DESCRIPTION OF THE TASK -> All entries shown below should be duplicated character for character.

───── DATA TO EXAMINE

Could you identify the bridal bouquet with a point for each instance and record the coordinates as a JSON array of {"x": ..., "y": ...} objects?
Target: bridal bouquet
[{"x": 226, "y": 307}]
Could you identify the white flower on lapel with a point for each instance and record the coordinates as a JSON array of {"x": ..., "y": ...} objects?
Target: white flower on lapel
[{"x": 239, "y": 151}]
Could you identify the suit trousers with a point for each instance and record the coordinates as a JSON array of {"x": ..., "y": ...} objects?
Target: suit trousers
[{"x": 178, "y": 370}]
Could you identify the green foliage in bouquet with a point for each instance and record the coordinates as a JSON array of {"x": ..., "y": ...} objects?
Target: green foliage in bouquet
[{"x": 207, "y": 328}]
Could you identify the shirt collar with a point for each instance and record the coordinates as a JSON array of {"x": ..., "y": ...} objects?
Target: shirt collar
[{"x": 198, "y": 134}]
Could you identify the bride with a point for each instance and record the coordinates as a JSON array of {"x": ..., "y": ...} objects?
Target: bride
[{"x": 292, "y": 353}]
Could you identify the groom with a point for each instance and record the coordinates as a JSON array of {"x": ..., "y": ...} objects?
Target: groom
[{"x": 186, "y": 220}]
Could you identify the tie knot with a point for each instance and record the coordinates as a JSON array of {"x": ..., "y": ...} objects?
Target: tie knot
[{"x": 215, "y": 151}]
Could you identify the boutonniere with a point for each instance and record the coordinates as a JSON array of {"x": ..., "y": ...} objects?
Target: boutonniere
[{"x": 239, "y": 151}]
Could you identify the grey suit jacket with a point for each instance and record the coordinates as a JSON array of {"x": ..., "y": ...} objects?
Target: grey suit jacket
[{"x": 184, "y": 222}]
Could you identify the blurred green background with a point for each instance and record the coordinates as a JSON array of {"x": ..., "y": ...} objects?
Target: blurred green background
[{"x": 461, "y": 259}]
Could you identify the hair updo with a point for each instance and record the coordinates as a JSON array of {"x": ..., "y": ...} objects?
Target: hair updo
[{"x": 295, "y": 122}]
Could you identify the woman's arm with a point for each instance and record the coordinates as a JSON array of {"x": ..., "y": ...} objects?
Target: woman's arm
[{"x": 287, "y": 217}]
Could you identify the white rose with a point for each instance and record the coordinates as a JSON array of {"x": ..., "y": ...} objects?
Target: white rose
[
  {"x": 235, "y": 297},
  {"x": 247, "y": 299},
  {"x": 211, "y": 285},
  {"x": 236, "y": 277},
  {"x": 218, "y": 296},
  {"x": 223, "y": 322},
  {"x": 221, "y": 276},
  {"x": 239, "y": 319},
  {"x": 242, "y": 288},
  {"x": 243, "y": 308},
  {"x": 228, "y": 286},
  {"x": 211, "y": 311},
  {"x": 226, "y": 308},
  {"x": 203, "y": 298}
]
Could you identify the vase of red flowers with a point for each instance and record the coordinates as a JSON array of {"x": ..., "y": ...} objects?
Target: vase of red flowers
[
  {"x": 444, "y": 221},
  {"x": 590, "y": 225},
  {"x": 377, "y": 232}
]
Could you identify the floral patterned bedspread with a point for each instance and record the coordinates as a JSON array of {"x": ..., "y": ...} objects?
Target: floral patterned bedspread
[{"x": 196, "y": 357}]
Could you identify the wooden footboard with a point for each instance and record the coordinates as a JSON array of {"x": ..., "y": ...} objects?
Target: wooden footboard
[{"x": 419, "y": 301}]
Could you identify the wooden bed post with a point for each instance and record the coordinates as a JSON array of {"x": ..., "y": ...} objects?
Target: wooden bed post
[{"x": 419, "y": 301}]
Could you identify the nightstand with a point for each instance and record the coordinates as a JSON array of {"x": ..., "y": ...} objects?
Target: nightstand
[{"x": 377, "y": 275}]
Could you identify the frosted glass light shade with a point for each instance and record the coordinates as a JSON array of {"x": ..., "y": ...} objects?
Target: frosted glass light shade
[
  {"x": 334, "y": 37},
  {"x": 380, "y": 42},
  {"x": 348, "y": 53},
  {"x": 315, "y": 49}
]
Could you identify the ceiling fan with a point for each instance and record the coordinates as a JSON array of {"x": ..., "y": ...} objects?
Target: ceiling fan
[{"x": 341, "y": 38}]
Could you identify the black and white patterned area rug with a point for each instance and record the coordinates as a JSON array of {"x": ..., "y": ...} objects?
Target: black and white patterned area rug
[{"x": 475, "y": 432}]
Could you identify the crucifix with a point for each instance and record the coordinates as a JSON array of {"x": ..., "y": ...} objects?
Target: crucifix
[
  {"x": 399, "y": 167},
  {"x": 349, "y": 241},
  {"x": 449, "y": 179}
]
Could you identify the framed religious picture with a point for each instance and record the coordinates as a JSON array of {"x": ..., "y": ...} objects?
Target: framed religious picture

──────────

EXERCISE OUTPUT ->
Could you identify the bridal bouquet with a point for each instance and record the coordinates as a JSON array of {"x": ..., "y": ...} objects?
Target: bridal bouquet
[{"x": 226, "y": 307}]
Could you identify the white flower on lapel with a point for each instance and record the coordinates as a JSON array of {"x": ..., "y": ...} objects?
Target: white flower on lapel
[{"x": 239, "y": 151}]
Could you identify the suit trousers with a point for each instance and record the coordinates as a JSON array of {"x": ..., "y": ...} objects?
Target: suit trousers
[{"x": 178, "y": 370}]
Could you identify the green foliage in bouquet with a point for each instance and record the coordinates as a JSON array of {"x": ..., "y": ...} objects?
Target: green foliage in bouquet
[{"x": 207, "y": 328}]
Could you identify the shirt collar with a point for each instance and record the coordinates as a JSON array of {"x": ..., "y": ...} objects?
Target: shirt collar
[{"x": 198, "y": 134}]
Could you identify the bride with a point for each instance and record the coordinates as a JSON array of {"x": ..., "y": ...} objects?
Target: bride
[{"x": 292, "y": 353}]
Could you identify the groom with a point for each instance and record the coordinates as a JSON array of {"x": ..., "y": ...} objects?
Target: groom
[{"x": 186, "y": 220}]
Could you identify the tie knot with a point for each instance and record the coordinates as a JSON array of {"x": ..., "y": ...} objects?
Target: tie knot
[{"x": 215, "y": 151}]
Could you identify the boutonniere with a point for each instance and record the coordinates as a JSON array of {"x": ..., "y": ...} objects?
Target: boutonniere
[{"x": 239, "y": 151}]
Could you identify the grey suit jacket with a point for each instance and record the coordinates as a JSON array of {"x": ..., "y": ...} objects?
Target: grey suit jacket
[{"x": 184, "y": 222}]
Could you identify the blurred green background with a point for each instance and record the coordinates as a JSON array of {"x": ..., "y": ...} objects?
Target: blurred green background
[{"x": 461, "y": 259}]
Could you identify the hair updo with a point for each instance and record the coordinates as a JSON array of {"x": ..., "y": ...} objects?
Target: hair updo
[{"x": 295, "y": 122}]
Could you identify the woman's arm with a point for each instance and record the coordinates as a JSON array of {"x": ..., "y": ...} objects?
Target: woman's arm
[{"x": 287, "y": 217}]
Could you identify the white rose with a point for each instance and record the coordinates as a JSON array of {"x": ..., "y": ...} objects?
Target: white rose
[
  {"x": 235, "y": 297},
  {"x": 247, "y": 299},
  {"x": 211, "y": 285},
  {"x": 236, "y": 277},
  {"x": 218, "y": 296},
  {"x": 223, "y": 322},
  {"x": 221, "y": 276},
  {"x": 239, "y": 319},
  {"x": 242, "y": 288},
  {"x": 243, "y": 308},
  {"x": 228, "y": 286},
  {"x": 211, "y": 311},
  {"x": 226, "y": 308},
  {"x": 203, "y": 298}
]
Could you identify the vase of red flowers with a point for each instance and record the coordinates as a JSON array of {"x": ..., "y": ...} objects?
Target: vase of red flowers
[
  {"x": 444, "y": 221},
  {"x": 590, "y": 225},
  {"x": 377, "y": 232}
]
Could you identify the floral patterned bedspread with a point for each instance and record the coordinates as a JSON array of {"x": ..., "y": ...} objects?
Target: floral patterned bedspread
[{"x": 196, "y": 357}]
Could you identify the wooden footboard with a point for each instance and record the coordinates as a JSON array of {"x": ..., "y": ...} objects?
Target: wooden footboard
[{"x": 419, "y": 301}]
Could you identify the wooden bed post with a point for each instance and record the coordinates as a JSON array of {"x": ..., "y": ...} objects?
Target: wooden bed post
[{"x": 419, "y": 301}]
Could you identify the nightstand with a point for each instance and record the coordinates as a JSON array of {"x": ..., "y": ...} objects?
Target: nightstand
[{"x": 377, "y": 275}]
Could you identify the frosted glass light shade with a point for each instance and record the coordinates as a JSON array of {"x": ..., "y": ...} objects?
Target: frosted glass light shade
[
  {"x": 334, "y": 37},
  {"x": 380, "y": 42},
  {"x": 348, "y": 53},
  {"x": 315, "y": 49}
]
Could you identify the ceiling fan with a point for each instance and record the coordinates as a JSON array of {"x": ..., "y": ...} objects?
Target: ceiling fan
[{"x": 341, "y": 38}]
Could you identify the black and white patterned area rug with a point for each instance and record the coordinates as a JSON array of {"x": ..., "y": ...} objects?
Target: black and white patterned area rug
[{"x": 475, "y": 432}]
Could you identify the crucifix with a point for each instance and record the coordinates as a JSON array of {"x": ..., "y": ...} objects?
Target: crucifix
[
  {"x": 399, "y": 167},
  {"x": 349, "y": 241},
  {"x": 449, "y": 179}
]
Could you identify the framed religious picture with a point for each instance and record the coordinates as a JSON array of {"x": ..., "y": ...} objects?
Target: framed religious picture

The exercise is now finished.